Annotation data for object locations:
******************************

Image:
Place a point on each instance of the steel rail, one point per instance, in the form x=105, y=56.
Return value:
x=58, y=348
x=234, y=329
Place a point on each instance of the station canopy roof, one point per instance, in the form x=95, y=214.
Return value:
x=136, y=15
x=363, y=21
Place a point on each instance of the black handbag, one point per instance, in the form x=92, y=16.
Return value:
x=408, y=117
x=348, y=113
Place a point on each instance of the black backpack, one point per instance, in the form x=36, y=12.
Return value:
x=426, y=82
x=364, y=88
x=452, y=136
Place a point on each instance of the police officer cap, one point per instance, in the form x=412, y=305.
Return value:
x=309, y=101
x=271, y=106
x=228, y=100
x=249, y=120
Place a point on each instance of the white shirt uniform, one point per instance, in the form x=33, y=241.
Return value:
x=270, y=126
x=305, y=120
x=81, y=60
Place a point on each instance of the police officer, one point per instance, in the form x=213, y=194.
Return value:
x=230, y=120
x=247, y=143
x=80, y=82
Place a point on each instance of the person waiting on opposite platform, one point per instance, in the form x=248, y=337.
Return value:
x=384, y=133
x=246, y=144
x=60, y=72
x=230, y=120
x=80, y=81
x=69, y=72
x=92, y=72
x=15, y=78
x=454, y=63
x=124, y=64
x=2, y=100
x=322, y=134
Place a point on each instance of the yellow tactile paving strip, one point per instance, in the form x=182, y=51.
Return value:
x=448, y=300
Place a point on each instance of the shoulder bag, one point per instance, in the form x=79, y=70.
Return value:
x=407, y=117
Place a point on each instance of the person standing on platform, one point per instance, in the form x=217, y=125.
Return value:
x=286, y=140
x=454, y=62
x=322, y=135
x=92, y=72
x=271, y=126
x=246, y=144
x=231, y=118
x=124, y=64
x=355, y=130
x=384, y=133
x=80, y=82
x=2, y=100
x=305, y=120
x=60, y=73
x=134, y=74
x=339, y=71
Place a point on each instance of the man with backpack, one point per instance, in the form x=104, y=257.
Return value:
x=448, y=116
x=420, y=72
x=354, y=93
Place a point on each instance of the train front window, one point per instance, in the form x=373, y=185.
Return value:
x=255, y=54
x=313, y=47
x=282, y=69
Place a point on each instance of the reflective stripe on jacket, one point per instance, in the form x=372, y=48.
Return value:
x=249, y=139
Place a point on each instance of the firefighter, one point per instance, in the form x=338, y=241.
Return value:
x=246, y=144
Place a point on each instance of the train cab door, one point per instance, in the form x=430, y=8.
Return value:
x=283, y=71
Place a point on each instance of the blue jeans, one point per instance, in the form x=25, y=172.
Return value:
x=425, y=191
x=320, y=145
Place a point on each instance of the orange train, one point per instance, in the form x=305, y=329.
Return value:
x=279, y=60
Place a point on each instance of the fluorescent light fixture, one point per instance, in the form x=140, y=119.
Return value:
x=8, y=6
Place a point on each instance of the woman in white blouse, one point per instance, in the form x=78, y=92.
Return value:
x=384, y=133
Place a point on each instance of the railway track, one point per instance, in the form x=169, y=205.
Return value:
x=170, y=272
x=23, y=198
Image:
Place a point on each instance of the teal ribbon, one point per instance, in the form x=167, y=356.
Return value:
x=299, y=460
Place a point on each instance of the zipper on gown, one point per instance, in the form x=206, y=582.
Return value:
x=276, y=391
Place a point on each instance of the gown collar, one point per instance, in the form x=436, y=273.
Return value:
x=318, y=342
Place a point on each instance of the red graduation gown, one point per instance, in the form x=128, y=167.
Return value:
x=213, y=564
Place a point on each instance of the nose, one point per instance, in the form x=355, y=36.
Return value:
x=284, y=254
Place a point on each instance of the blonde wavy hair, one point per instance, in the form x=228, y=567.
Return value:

******************************

**Request**
Could you recast every one of the lines above as a Markdown table with two columns, No. for the row number and Line for the line itself, leaving out any blank lines?

**Answer for the task**
| No. | Line |
|---|---|
| 1 | Image: |
| 2 | Place a point on each instance of the steel rail, one point per instance, in the form x=105, y=56. |
| 3 | Return value: |
| 4 | x=58, y=348 |
| 5 | x=234, y=329 |
| 6 | Place a point on each instance of the station canopy roof, one point per instance, in the form x=95, y=214. |
| 7 | Return value: |
| 8 | x=136, y=15 |
| 9 | x=363, y=21 |
| 10 | Place a point on each instance of the black handbag, one point per instance, in the form x=92, y=16. |
| 11 | Return value: |
| 12 | x=408, y=117 |
| 13 | x=348, y=113 |
| 14 | Place a point on each instance of the black backpack, one point per instance, in the form x=36, y=12. |
| 15 | Return value: |
| 16 | x=426, y=82 |
| 17 | x=364, y=88 |
| 18 | x=452, y=136 |
| 19 | Place a point on each instance of the police officer cap, one point per instance, in the form x=412, y=305. |
| 20 | Return value: |
| 21 | x=309, y=101 |
| 22 | x=271, y=106 |
| 23 | x=228, y=100 |
| 24 | x=249, y=120 |
| 25 | Place a point on each instance of the white shirt uniform, one point per instance, in the form x=33, y=241. |
| 26 | Return value: |
| 27 | x=270, y=126 |
| 28 | x=305, y=120 |
| 29 | x=81, y=60 |
| 30 | Place a point on each instance of the police officer, one point per instance, in the form x=213, y=194. |
| 31 | Return value: |
| 32 | x=230, y=120 |
| 33 | x=247, y=143 |
| 34 | x=80, y=82 |
| 35 | Place a point on each instance of the person waiting on opposite platform, one point per instance, in the form x=248, y=337. |
| 36 | Return value: |
| 37 | x=384, y=133 |
| 38 | x=246, y=144 |
| 39 | x=60, y=72 |
| 40 | x=230, y=120 |
| 41 | x=80, y=81 |
| 42 | x=69, y=72 |
| 43 | x=92, y=72 |
| 44 | x=15, y=78 |
| 45 | x=454, y=63 |
| 46 | x=124, y=64 |
| 47 | x=2, y=100 |
| 48 | x=322, y=134 |
| 49 | Place a point on each instance of the yellow tactile paving strip, one point per instance, in the form x=182, y=51. |
| 50 | Return value: |
| 51 | x=448, y=300 |
| 52 | Place a point on each instance of the shoulder bag, one point per instance, in the form x=79, y=70. |
| 53 | Return value: |
| 54 | x=407, y=117 |
| 55 | Place a point on each instance of the person standing on platform, one point per instance, in the form x=217, y=125. |
| 56 | Return value: |
| 57 | x=286, y=140 |
| 58 | x=454, y=62 |
| 59 | x=322, y=135 |
| 60 | x=92, y=72 |
| 61 | x=271, y=126 |
| 62 | x=246, y=144 |
| 63 | x=231, y=118 |
| 64 | x=124, y=64 |
| 65 | x=355, y=130 |
| 66 | x=384, y=133 |
| 67 | x=80, y=82 |
| 68 | x=2, y=100 |
| 69 | x=305, y=120 |
| 70 | x=60, y=73 |
| 71 | x=134, y=74 |
| 72 | x=339, y=71 |
| 73 | Place a point on each instance of the man with backpack, one point per instance, in the form x=104, y=257. |
| 74 | Return value: |
| 75 | x=448, y=116 |
| 76 | x=420, y=72 |
| 77 | x=354, y=93 |
| 78 | Place a point on each instance of the train front window, one point per instance, in the form x=373, y=185. |
| 79 | Return value: |
| 80 | x=255, y=54 |
| 81 | x=313, y=47 |
| 82 | x=282, y=69 |
| 83 | Place a point on each instance of the reflective stripe on jacket, one point per instance, in the form x=372, y=48. |
| 84 | Return value: |
| 85 | x=249, y=139 |
| 86 | Place a point on each instance of the firefighter, one point per instance, in the form x=338, y=241. |
| 87 | Return value: |
| 88 | x=246, y=144 |
| 89 | Place a point on each instance of the train cab door, one point per instance, in the form x=430, y=8. |
| 90 | Return value: |
| 91 | x=283, y=71 |
| 92 | Place a point on each instance of the blue jeans, one point per instance, in the form x=25, y=172. |
| 93 | Return value: |
| 94 | x=425, y=191 |
| 95 | x=320, y=145 |
| 96 | Place a point on each instance of the orange train, one point per instance, in the form x=305, y=329. |
| 97 | Return value: |
| 98 | x=279, y=60 |
| 99 | Place a point on each instance of the fluorescent light fixture, one point per instance, in the form x=140, y=119. |
| 100 | Return value: |
| 101 | x=8, y=6 |
| 102 | Place a point on each instance of the woman in white blouse, one point per instance, in the form x=78, y=92. |
| 103 | Return value: |
| 104 | x=384, y=133 |
| 105 | Place a point on each instance of the railway track, one point per instance, in the form x=169, y=205. |
| 106 | Return value: |
| 107 | x=170, y=272 |
| 108 | x=23, y=198 |
| 109 | Image: |
| 110 | Place a point on each instance of the teal ribbon, one point per instance, in the form x=167, y=356. |
| 111 | Return value: |
| 112 | x=299, y=460 |
| 113 | Place a point on each instance of the zipper on gown, one point per instance, in the form x=206, y=582. |
| 114 | Return value: |
| 115 | x=276, y=391 |
| 116 | Place a point on each instance of the gown collar, one point per instance, in the form x=436, y=273. |
| 117 | Return value: |
| 118 | x=318, y=342 |
| 119 | Place a point on each instance of the red graduation gown, one point per instance, in the form x=128, y=167. |
| 120 | Return value: |
| 121 | x=213, y=564 |
| 122 | Place a point on each instance of the nose, one point per instance, in the form x=355, y=36. |
| 123 | Return value: |
| 124 | x=284, y=254 |
| 125 | Place a point on each instance of the blonde wavy hair, one point per instance, in the form x=228, y=567. |
| 126 | Return value: |